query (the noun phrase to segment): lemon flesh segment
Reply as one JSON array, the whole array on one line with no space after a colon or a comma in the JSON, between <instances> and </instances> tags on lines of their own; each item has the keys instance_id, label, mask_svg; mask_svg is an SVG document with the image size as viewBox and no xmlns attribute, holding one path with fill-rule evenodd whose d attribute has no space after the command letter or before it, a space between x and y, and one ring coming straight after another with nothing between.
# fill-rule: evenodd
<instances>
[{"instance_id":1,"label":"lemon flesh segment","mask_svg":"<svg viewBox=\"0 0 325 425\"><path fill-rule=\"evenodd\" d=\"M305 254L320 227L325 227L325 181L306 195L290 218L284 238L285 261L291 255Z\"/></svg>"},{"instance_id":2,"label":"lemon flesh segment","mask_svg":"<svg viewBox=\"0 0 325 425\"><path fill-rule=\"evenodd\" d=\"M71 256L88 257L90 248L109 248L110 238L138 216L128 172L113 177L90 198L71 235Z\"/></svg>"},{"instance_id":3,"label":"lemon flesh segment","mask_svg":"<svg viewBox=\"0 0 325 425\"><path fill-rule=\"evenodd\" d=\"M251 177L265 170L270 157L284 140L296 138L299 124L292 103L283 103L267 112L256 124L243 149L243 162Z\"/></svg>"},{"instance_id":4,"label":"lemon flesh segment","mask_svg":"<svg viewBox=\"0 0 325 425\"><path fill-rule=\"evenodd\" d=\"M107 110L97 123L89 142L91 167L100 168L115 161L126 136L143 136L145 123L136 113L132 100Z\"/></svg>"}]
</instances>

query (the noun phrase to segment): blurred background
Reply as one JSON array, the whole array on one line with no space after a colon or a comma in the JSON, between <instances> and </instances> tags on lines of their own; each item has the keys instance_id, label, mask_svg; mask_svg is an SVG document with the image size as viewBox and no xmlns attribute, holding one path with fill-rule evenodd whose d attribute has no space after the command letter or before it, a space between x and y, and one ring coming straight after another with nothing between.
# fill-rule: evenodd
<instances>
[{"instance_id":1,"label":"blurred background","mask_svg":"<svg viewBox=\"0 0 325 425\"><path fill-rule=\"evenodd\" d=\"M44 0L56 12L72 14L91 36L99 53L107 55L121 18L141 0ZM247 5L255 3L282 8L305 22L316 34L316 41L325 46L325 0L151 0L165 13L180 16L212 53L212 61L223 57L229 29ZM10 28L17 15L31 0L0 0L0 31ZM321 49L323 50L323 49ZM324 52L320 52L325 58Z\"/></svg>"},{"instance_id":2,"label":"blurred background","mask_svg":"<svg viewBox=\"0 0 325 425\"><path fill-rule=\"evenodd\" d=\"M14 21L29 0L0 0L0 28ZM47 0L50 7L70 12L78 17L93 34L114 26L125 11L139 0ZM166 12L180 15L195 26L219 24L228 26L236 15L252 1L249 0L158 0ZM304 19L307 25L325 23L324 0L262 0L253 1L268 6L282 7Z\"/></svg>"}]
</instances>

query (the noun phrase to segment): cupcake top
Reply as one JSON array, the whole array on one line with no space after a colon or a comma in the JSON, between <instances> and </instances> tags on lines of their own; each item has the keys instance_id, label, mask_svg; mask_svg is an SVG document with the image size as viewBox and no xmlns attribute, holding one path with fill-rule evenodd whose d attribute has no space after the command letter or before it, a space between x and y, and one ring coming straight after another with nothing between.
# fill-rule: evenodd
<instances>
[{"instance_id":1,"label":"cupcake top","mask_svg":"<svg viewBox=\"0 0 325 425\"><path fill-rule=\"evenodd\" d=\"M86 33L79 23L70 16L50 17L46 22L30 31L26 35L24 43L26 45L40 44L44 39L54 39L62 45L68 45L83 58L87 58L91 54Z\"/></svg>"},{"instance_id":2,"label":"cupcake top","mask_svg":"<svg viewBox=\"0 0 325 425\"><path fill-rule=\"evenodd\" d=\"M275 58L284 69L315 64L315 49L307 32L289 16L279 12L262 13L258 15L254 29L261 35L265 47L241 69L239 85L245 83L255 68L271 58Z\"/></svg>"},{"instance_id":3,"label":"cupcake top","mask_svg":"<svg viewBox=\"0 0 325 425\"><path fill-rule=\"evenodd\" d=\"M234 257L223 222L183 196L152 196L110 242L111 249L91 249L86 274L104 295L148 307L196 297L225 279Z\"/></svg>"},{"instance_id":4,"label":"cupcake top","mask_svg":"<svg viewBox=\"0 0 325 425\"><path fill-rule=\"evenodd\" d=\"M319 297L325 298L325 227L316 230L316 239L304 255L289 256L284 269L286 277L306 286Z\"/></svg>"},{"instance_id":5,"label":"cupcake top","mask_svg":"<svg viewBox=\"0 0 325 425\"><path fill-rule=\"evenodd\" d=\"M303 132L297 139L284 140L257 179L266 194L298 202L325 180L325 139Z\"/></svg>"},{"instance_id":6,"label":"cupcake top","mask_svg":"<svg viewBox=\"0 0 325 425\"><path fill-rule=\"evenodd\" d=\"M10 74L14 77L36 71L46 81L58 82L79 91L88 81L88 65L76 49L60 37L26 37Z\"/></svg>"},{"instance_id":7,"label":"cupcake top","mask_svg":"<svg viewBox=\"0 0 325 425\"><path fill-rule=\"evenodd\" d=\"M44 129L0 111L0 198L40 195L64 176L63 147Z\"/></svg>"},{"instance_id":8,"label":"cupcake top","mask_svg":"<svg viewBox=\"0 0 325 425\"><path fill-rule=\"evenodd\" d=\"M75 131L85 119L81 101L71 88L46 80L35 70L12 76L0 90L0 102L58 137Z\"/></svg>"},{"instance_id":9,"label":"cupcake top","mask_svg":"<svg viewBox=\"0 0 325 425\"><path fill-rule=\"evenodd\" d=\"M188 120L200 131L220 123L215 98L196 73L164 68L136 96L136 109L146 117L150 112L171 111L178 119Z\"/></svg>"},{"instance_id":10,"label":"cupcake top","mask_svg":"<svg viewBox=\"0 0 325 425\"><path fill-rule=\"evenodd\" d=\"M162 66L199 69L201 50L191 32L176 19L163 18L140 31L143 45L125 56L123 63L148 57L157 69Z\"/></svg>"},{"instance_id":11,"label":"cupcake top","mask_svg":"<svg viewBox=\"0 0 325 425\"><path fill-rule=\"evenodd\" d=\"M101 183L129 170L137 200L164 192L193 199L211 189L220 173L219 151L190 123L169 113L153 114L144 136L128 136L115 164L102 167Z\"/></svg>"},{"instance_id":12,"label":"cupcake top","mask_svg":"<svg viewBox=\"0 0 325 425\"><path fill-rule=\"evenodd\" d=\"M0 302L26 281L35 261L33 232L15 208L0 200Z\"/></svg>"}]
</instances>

#### PROBLEM REQUIREMENTS:
Once you have located every line with the word "phrase" in the material above, list those lines.

#### TASK RESPONSE:
query (the noun phrase to segment): lemon flesh segment
query (the noun phrase to segment): blurred background
query (the noun phrase to segment): cupcake top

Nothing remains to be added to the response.